SELECTED EXTRACT:
################
Topics in Depth
The Theme of Structures Only in Plant (and Other) Cells in Cells
Structures Only Found in Plant (and Some Algae and Fungus) Cells
Now we move on to the fun stuff that you only wish you had in your cells. It's OK to be jealous.
Like the cell walls in bacteria, fungi, algae, and some Archaea (single-celled organisms), plant cell walls are found just outside the plasma membrane and provide structure and protection to the cells.
The Cell Wall: Not Yours.
Transmission electron micrograph source: Paungfoo-Lonhienne et al. PLoS ONE. 2010; 5(7).
The cell wall prevents plant cells from bursting (lysing…) when too much water moves into the cell across the membrane. As water pushes against the cell wall from the inside, plant cells become large and firm because pressure, known as turgor pressure, builds up against the inside of the cell wall.
You have experienced the presence of turgor pressure when you have broken a piece of crisp celery. In the same way, if you have every tried to break a piece of wilted celery, you also know what effect the absence of turgor pressure can have on a plant. Plant cell walls also have small openings, called plasmodesmata, that allow cells to communicate with adjacent cells. Plant cell walls are composed primarily of a protein called cellulose, while fungal cell walls are made of a protein called chitin.
Large Central Vacuole
Most plant cells have a large membrane-bound sac called a vacuole. In many types of plant cells, this vacuole can occupy between 30% and 80% of the total volume of the cell, making it the largest single cellular structure. The main function of the large central vacuole is to help the cell maintain water pressure, aka turgor pressure, on the cell wall. Water molecules flow into the central vacuole and, like a big balloon inside a cardboard box, fills up and pushes outward on the cell wall.
Helpful tip: Vacuole sounds a lot like vacant, or vacuum, and this is a good way to think about this organelle. It mostly contains a water-based solution with some organic compounds and enzymes.
Many plant and algae cells contain small, green organelles called chloroplasts.
Here is what our green friend looks like:
Transmission electron micrograph source: Wikimedia Commons
These organelles are responsible for converting the energy from the sun into chemical energy, usually in the form of glucose, through the elaborate process of photosynthesis. Chloroplasts are green because they contain large amounts of the green pigment chlorophyll bound to proteins embedded in internal stacks of membranes called thylakoids. Sunlight is captured by chlorophyll molecules and transferred throughout the thylakoid membranes to give off energy. This energy is used to strip carbon from carbon dioxide in the air to make sugar. Generally, in any given plant, only some of the cells will contain chloroplasts.
The chloroplast was also a free living bacterial cell at one point, and its genome is much larger than that of the mitochondrion.
################
DATA SUPPLIED:
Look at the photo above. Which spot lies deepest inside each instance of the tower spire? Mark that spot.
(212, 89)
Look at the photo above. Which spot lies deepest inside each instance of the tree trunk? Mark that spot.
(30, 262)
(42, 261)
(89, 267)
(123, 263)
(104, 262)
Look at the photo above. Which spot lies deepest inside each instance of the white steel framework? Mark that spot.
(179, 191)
################
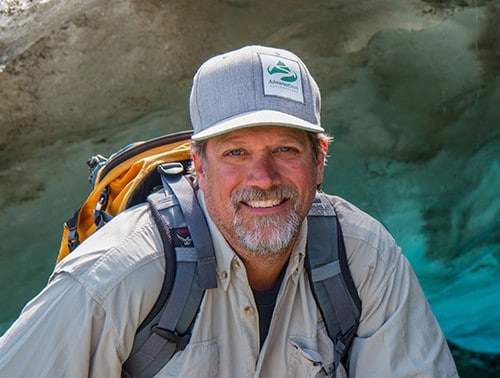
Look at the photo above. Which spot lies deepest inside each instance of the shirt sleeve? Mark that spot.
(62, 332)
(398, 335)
################
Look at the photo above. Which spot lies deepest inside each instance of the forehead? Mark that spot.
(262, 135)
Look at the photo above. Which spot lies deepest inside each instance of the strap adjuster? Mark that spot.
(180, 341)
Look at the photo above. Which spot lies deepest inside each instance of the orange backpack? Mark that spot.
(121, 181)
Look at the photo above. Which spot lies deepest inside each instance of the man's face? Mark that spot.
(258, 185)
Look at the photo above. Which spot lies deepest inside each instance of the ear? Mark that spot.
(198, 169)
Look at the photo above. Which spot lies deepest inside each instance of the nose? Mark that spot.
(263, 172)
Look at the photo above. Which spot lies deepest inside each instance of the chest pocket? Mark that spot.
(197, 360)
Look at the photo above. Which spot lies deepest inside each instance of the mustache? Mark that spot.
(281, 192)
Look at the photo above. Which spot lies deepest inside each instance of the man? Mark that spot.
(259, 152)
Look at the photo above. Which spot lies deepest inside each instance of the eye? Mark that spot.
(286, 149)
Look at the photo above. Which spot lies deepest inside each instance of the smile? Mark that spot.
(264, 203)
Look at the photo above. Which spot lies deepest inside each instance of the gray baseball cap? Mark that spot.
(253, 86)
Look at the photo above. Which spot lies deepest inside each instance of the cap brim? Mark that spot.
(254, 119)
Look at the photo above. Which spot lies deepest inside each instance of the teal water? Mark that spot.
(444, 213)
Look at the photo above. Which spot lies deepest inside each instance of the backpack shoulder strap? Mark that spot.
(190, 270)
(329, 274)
################
EXERCISE INSTRUCTIONS:
**A.** Please duplicate the stretch of the text on plant cell structures from "Topics in Depth" through "ONE. 2010; 5(7).".
**B.** Condense the paragraph of the text on plant cell structures that begins "Most plant cells have a large membrane-bound sac" into a brief list of its main facts.

LIST OF ANSWERS:
**A.**
Topics in Depth
The Theme of Structures Only in Plant (and Other) Cells in Cells
Structures Only Found in Plant (and Some Algae and Fungus) Cells
Now we move on to the fun stuff that you only wish you had in your cells. It's OK to be jealous.
Like the cell walls in bacteria, fungi, algae, and some Archaea (single-celled organisms), plant cell walls are found just outside the plasma membrane and provide structure and protection to the cells.
The Cell Wall: Not Yours.
Transmission electron micrograph source: Paungfoo-Lonhienne et al. PLoS ONE. 2010; 5(7).

**B.**
- Most plant cells have a large membrane-bound sac called a vacuole.
- In many types of plant cells, it occupies 30% to 80% of the cell's total volume, making it the largest single cellular structure.
- Its main function is to help the cell maintain water pressure (turgor pressure) on the cell wall.
- Water flows into it and fills it, so it pushes outward on the cell wall like a big balloon inside a cardboard box.